Task >> Retype nothing but the lines running from the line that contains "Target: central archway" to the last line, both ends included, and skip every image.

Records from a data source:
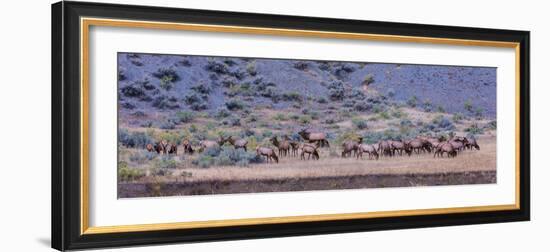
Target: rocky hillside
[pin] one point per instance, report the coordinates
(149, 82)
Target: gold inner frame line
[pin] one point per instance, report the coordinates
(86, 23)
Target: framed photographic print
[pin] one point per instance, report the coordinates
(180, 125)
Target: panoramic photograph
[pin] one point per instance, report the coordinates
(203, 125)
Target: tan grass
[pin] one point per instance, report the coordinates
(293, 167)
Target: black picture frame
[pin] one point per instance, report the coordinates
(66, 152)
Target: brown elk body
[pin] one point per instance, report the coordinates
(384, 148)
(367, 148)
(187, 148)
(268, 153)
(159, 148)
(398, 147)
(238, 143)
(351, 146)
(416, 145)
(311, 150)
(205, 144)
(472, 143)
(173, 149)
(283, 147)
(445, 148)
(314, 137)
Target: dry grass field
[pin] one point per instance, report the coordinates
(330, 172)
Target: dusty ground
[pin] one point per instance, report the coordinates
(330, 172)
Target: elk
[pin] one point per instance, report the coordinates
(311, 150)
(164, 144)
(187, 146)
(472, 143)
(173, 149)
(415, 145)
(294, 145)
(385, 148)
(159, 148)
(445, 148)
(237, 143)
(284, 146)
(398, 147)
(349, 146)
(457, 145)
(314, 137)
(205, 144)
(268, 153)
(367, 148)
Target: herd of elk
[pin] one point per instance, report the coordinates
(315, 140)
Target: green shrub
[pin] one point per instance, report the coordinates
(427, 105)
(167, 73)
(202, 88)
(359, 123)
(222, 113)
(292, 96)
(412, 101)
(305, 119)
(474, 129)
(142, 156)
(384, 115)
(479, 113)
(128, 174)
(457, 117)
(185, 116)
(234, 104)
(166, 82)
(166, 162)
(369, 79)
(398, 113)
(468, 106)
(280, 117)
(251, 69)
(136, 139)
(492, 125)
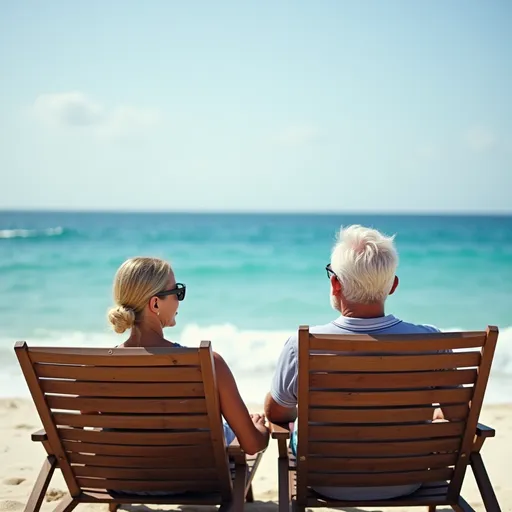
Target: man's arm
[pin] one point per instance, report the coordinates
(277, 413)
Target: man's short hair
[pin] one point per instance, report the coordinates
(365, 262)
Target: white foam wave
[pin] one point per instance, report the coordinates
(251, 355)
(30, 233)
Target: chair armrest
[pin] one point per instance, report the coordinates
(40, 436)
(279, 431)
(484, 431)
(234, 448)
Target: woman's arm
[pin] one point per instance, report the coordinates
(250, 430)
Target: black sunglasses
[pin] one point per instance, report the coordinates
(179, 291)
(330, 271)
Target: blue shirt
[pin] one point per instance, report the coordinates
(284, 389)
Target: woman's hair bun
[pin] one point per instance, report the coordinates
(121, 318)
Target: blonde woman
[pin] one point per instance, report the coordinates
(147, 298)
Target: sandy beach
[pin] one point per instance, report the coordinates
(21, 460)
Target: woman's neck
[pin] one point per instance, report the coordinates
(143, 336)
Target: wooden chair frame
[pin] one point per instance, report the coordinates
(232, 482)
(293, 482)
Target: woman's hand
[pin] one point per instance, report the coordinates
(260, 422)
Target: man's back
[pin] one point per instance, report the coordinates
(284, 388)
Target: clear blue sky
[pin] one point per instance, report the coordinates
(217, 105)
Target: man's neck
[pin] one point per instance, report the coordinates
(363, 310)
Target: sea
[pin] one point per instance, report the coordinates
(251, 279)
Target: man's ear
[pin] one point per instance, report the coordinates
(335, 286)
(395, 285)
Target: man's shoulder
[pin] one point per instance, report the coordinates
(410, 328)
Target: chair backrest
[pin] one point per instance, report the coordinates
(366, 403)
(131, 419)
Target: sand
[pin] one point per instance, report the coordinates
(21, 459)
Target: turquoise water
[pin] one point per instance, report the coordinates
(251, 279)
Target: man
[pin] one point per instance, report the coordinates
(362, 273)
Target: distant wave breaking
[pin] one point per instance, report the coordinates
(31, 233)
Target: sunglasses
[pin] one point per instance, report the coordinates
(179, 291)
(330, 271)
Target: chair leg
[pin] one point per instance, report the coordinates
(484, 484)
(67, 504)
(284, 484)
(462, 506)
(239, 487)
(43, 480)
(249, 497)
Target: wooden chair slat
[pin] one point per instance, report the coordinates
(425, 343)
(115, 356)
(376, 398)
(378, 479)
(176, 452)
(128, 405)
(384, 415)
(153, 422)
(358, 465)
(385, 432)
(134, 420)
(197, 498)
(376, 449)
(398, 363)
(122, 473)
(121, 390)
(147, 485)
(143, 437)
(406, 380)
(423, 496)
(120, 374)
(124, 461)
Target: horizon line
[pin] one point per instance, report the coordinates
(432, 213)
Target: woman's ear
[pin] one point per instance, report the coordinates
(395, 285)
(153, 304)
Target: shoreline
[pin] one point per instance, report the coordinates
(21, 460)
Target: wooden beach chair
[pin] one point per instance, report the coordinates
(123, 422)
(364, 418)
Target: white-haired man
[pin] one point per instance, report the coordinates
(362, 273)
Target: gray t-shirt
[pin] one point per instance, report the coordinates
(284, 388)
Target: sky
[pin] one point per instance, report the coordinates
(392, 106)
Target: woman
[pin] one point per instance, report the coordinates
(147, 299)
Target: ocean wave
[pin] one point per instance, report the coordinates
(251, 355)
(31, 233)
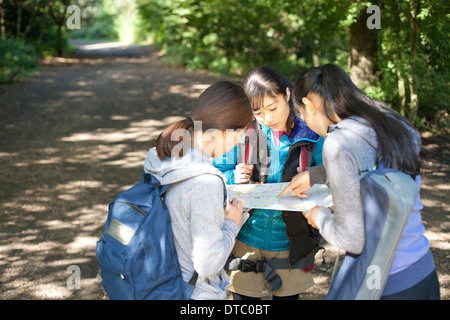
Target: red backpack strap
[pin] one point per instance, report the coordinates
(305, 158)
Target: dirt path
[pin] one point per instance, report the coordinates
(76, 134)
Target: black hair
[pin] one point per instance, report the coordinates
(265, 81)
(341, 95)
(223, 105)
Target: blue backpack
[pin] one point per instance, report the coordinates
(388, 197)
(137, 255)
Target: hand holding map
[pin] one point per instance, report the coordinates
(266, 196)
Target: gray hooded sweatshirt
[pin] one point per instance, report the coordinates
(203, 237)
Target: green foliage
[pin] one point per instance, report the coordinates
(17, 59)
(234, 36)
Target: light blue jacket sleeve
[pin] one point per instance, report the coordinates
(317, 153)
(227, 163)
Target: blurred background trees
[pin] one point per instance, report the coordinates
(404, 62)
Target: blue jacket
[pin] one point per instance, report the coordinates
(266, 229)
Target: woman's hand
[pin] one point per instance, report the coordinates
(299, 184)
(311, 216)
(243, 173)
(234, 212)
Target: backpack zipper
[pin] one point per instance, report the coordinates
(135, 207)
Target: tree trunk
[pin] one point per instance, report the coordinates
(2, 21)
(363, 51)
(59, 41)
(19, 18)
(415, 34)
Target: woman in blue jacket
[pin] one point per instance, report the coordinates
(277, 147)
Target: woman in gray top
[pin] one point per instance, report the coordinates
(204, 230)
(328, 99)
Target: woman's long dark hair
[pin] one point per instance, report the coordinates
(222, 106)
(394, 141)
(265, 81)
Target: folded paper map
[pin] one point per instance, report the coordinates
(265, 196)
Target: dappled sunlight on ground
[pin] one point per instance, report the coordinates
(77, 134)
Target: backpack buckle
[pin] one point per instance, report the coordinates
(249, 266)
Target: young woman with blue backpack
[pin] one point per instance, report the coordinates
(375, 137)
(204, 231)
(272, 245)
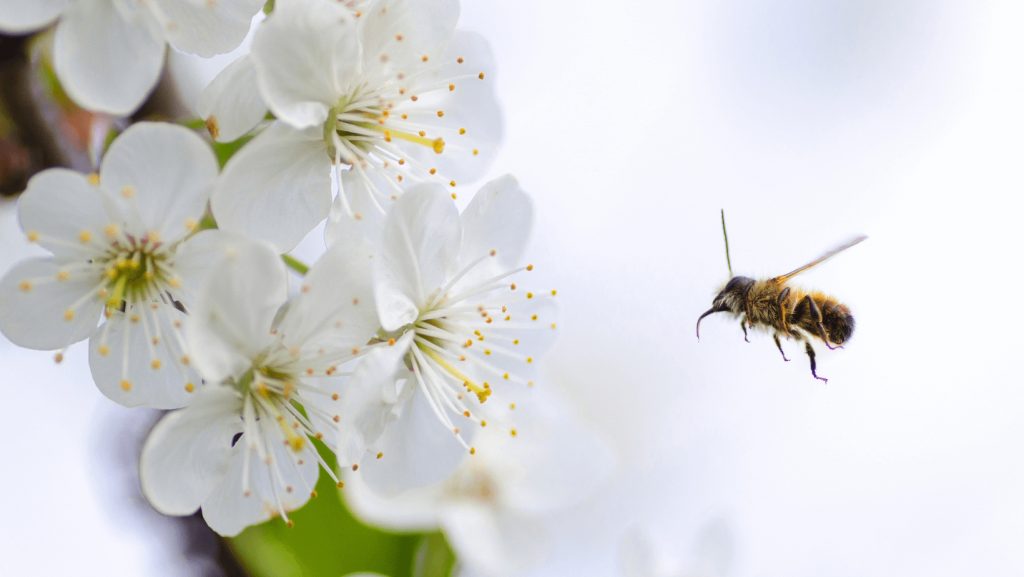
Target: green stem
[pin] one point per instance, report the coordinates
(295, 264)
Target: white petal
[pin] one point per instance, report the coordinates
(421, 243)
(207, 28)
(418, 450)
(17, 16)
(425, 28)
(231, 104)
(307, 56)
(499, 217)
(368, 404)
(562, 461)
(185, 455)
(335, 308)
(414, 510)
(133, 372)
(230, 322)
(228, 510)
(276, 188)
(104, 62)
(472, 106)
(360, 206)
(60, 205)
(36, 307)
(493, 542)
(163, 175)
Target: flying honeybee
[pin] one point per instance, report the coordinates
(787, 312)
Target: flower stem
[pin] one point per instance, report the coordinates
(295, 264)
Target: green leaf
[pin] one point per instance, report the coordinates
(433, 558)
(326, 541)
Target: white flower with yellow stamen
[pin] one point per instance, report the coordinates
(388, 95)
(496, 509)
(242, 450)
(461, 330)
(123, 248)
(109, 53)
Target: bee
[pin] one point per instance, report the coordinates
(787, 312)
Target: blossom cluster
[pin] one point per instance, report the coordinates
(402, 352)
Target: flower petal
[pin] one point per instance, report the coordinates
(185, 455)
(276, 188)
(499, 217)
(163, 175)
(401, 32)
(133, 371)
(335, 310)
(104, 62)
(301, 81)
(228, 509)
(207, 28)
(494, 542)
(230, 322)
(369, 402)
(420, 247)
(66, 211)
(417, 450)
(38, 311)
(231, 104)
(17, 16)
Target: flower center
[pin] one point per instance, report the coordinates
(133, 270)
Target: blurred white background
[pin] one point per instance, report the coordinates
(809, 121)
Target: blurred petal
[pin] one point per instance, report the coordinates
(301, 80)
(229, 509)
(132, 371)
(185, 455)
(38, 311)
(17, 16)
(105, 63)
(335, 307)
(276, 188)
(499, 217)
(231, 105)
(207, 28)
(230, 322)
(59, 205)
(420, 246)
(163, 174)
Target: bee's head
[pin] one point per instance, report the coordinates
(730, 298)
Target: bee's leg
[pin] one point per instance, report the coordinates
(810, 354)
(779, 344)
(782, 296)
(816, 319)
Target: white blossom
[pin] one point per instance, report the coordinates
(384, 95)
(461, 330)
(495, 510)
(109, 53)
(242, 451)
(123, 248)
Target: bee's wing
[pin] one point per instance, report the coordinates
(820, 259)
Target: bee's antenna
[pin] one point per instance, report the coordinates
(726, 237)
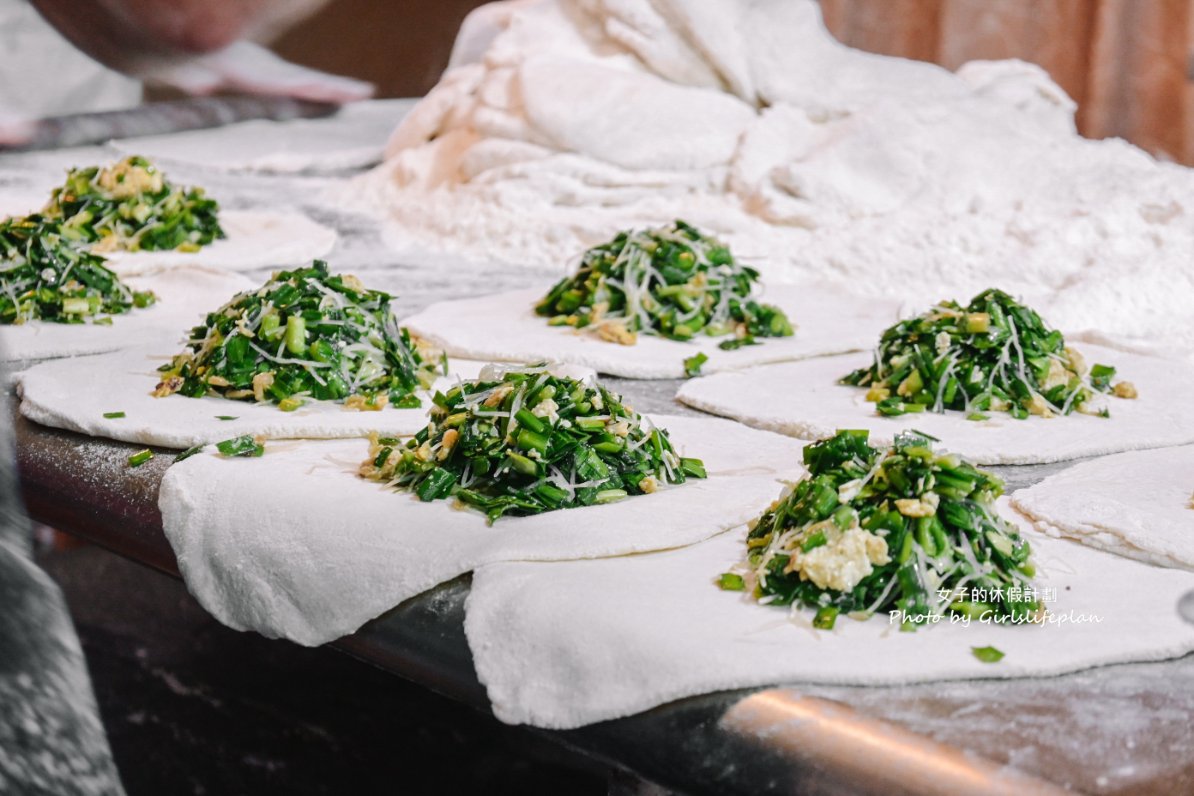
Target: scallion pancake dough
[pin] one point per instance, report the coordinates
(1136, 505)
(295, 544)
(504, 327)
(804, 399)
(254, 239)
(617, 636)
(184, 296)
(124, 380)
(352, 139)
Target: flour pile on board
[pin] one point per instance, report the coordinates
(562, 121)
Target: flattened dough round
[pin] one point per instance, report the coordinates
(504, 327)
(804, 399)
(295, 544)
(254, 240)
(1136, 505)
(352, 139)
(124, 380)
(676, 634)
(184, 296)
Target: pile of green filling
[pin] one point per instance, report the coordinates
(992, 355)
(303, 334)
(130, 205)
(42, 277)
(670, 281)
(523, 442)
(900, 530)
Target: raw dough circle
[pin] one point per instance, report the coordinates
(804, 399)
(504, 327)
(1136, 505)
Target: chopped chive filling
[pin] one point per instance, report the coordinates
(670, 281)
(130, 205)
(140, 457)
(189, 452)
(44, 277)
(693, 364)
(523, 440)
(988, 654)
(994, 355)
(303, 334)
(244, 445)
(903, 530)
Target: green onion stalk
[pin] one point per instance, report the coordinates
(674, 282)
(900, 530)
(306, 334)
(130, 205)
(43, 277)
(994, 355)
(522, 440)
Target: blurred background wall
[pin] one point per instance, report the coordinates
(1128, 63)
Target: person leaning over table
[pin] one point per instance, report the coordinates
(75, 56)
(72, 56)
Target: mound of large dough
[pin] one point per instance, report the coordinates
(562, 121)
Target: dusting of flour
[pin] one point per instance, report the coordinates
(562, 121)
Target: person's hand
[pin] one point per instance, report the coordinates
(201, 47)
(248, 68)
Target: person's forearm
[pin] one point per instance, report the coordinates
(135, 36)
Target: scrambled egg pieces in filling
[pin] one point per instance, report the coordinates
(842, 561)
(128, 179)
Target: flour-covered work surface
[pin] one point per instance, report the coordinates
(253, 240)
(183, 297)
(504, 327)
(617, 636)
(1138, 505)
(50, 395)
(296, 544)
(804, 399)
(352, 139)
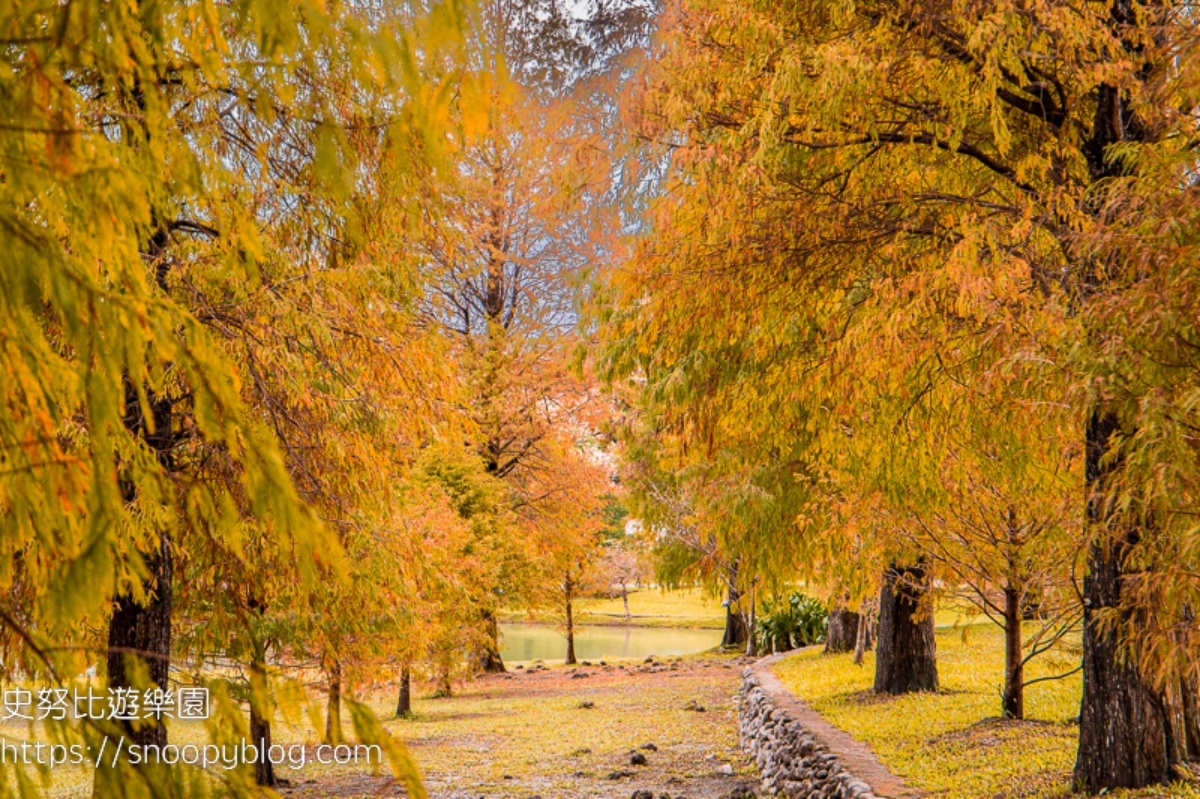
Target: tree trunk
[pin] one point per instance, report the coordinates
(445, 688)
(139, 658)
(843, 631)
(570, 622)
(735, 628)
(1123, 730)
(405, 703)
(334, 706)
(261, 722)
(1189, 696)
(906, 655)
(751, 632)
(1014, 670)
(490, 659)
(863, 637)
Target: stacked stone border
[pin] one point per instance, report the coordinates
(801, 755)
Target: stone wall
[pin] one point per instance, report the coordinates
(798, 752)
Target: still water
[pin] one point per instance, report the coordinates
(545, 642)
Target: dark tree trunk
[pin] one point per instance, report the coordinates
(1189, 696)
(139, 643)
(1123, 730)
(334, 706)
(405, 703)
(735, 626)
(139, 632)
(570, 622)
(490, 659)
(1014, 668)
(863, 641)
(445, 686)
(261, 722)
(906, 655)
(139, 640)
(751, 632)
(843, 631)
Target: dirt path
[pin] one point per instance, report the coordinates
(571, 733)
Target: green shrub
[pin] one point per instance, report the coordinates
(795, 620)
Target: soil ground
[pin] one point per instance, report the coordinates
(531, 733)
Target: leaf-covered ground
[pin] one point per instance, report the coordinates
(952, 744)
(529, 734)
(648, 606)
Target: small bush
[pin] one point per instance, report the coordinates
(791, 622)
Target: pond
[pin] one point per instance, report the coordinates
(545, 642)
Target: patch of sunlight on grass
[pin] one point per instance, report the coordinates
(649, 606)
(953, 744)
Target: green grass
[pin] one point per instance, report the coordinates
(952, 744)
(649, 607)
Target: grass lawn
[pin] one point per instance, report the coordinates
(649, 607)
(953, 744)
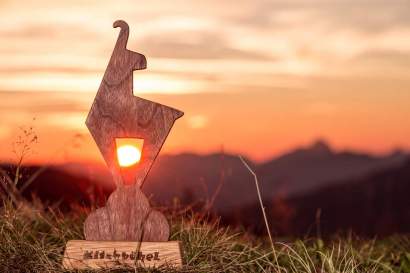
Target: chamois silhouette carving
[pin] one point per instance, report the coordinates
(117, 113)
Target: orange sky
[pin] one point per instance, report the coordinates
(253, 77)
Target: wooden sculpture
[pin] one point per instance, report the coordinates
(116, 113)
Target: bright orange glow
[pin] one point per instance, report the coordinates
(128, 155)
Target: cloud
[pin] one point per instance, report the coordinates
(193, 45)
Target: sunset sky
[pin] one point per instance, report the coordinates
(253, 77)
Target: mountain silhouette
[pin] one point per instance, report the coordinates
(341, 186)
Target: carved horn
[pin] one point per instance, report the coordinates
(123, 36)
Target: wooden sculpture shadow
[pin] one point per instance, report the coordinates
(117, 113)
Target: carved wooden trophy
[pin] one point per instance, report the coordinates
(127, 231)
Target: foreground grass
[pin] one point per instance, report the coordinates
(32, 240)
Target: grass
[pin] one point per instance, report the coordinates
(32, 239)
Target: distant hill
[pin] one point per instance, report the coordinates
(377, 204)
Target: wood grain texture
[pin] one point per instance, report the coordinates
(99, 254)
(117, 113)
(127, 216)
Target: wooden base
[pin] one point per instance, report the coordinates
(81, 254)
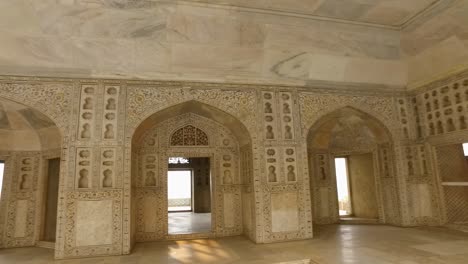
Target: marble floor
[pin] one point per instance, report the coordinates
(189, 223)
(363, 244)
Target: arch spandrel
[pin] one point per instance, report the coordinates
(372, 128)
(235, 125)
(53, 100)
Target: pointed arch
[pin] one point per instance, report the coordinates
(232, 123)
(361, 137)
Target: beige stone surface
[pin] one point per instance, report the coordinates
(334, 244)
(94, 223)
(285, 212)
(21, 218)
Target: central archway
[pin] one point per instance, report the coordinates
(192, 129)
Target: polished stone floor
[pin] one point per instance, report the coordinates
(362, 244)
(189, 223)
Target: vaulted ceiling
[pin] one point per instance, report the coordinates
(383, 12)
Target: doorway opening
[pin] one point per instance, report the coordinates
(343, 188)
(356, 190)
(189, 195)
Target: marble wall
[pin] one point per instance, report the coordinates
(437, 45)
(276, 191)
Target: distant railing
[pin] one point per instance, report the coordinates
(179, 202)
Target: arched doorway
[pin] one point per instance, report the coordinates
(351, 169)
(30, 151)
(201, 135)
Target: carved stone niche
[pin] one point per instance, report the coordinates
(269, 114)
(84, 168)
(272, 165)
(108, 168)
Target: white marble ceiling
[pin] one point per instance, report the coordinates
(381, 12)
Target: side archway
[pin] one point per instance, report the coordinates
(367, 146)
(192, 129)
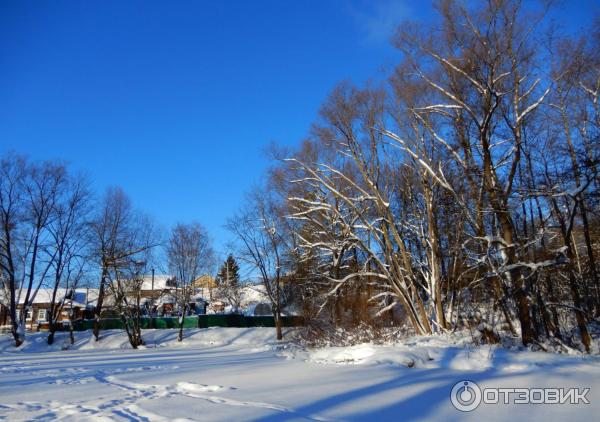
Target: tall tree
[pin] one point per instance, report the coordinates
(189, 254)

The answer >>
Target: central archway
[pin] one point per instance, report the coordinates
(192, 129)
Target: polished stone floor
[pin] one point per instance, report the coordinates
(362, 244)
(189, 223)
Target: vaulted ceiling
[pin] one point per instance, report the coordinates
(383, 12)
Target: doorway opening
[pin] one point per instance, report the coordinates
(343, 188)
(356, 190)
(189, 195)
Target: marble wall
[pin] one point per instance, report the coordinates
(437, 45)
(276, 191)
Target: distant railing
[pin] one point per instance, report the coordinates
(179, 202)
Target: arched doorway
[pin] one point per instance, report the coordinates
(351, 169)
(30, 151)
(201, 135)
Target: carved stone niche
[pin] one point per instance, report the coordinates
(269, 114)
(84, 168)
(272, 165)
(108, 168)
Target: white marble ceiling
[pin] one point per instance, report the coordinates
(381, 12)
Target: side archway
[pin] one point per instance, report the coordinates
(367, 146)
(192, 129)
Target: tall tree
[pin] one point per instance, report the coordinates
(189, 254)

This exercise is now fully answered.